_Goal:_
Copy out the stretch of entries from the line containing "traffic sign, placing one marker per instance" through the end of the entries, changing nothing.
┌──
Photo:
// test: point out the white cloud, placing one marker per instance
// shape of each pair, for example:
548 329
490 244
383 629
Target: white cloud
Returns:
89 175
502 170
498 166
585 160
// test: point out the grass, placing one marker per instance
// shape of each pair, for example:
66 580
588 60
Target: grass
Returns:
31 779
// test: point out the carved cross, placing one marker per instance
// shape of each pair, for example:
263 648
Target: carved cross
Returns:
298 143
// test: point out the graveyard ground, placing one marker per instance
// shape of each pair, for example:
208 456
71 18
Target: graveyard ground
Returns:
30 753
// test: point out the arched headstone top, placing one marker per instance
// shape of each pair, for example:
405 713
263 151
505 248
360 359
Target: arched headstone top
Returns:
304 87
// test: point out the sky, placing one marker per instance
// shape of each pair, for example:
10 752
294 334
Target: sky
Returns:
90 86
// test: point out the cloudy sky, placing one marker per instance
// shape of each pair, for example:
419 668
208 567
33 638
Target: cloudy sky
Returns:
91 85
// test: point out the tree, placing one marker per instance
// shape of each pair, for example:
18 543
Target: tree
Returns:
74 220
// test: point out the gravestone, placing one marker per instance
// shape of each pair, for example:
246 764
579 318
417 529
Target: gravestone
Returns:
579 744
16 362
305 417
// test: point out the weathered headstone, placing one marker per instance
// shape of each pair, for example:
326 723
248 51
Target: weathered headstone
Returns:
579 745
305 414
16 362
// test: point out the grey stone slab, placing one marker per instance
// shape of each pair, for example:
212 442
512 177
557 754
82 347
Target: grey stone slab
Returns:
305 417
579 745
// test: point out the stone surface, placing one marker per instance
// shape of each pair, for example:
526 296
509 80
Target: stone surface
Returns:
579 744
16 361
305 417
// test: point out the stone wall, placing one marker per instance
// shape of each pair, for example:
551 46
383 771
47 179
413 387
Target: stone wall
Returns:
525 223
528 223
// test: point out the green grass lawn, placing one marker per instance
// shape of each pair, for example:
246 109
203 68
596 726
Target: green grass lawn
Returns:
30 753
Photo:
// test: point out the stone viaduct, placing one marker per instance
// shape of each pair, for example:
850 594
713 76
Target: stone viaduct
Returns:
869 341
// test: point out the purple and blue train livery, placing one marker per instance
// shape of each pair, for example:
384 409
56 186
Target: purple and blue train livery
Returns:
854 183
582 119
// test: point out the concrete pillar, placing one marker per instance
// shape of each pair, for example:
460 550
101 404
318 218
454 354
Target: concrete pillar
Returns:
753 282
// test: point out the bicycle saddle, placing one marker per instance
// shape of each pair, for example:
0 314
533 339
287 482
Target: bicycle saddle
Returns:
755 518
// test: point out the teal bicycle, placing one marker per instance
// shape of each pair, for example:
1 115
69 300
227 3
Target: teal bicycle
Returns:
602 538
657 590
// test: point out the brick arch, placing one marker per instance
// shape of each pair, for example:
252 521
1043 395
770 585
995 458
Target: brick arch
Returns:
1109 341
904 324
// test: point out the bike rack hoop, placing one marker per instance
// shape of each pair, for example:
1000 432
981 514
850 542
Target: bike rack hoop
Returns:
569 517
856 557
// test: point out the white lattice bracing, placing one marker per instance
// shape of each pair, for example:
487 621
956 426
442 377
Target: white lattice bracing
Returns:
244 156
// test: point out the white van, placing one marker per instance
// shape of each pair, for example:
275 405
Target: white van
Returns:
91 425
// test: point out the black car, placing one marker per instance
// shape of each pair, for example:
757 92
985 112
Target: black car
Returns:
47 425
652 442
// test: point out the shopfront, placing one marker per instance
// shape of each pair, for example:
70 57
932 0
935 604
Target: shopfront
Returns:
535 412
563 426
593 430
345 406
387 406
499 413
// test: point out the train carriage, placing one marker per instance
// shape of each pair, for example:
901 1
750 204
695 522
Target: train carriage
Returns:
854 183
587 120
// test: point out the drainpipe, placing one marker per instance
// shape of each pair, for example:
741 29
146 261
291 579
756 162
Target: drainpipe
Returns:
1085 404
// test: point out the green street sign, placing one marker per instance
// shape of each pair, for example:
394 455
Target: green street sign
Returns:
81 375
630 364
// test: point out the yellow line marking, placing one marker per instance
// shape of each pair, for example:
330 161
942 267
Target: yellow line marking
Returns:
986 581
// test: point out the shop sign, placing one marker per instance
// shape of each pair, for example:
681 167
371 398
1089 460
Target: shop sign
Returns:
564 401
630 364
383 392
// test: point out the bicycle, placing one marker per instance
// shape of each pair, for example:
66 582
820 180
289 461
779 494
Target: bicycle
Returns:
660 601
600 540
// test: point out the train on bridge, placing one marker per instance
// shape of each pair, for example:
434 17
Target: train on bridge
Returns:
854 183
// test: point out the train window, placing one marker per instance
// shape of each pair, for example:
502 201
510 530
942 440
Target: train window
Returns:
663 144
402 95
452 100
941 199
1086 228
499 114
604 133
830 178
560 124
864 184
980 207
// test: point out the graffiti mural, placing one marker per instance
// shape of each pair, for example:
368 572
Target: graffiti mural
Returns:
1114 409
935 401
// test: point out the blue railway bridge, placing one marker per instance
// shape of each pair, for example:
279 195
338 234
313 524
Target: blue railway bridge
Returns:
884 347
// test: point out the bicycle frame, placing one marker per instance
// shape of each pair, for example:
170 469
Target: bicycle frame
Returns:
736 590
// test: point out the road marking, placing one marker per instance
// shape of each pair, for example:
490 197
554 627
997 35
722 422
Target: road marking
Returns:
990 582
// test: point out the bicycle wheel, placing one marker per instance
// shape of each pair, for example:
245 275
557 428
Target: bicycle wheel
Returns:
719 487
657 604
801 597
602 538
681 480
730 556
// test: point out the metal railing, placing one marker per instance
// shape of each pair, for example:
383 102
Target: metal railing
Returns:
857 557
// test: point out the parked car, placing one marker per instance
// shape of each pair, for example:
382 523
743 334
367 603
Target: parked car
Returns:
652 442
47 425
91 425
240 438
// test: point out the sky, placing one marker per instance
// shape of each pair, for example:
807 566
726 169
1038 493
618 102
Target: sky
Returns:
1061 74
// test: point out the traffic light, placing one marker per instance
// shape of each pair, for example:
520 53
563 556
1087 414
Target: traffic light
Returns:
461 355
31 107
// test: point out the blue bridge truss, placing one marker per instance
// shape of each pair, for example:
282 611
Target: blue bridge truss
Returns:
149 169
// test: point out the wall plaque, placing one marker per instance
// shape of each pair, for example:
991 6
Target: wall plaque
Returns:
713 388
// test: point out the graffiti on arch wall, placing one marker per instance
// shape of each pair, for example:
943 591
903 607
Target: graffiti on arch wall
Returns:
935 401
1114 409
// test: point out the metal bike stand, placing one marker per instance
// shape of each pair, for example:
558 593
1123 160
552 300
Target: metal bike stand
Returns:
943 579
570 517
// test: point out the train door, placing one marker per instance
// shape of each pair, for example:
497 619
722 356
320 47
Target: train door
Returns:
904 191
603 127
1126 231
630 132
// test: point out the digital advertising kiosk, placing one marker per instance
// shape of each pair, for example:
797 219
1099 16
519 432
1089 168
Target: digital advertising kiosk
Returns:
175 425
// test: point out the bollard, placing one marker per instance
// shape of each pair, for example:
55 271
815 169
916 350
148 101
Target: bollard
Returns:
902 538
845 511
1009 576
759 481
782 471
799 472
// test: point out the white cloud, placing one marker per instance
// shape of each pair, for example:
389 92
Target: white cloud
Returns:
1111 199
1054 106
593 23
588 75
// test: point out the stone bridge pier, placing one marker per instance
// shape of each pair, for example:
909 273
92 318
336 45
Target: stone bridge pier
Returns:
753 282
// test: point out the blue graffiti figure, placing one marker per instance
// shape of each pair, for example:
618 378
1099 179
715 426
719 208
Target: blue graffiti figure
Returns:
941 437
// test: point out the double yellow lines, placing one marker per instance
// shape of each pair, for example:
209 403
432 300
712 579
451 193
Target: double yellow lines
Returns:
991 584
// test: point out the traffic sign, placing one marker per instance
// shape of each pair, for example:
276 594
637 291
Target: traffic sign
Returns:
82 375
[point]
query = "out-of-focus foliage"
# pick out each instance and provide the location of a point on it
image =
└──
_Written response:_
// test: point out the traffic sign, placing one marker per instance
// shape of each pair, for example:
276 594
637 291
Target: traffic sign
Returns:
82 375
[point]
query = "out-of-focus foliage"
# pick out each instance and provide the location of a point on it
image =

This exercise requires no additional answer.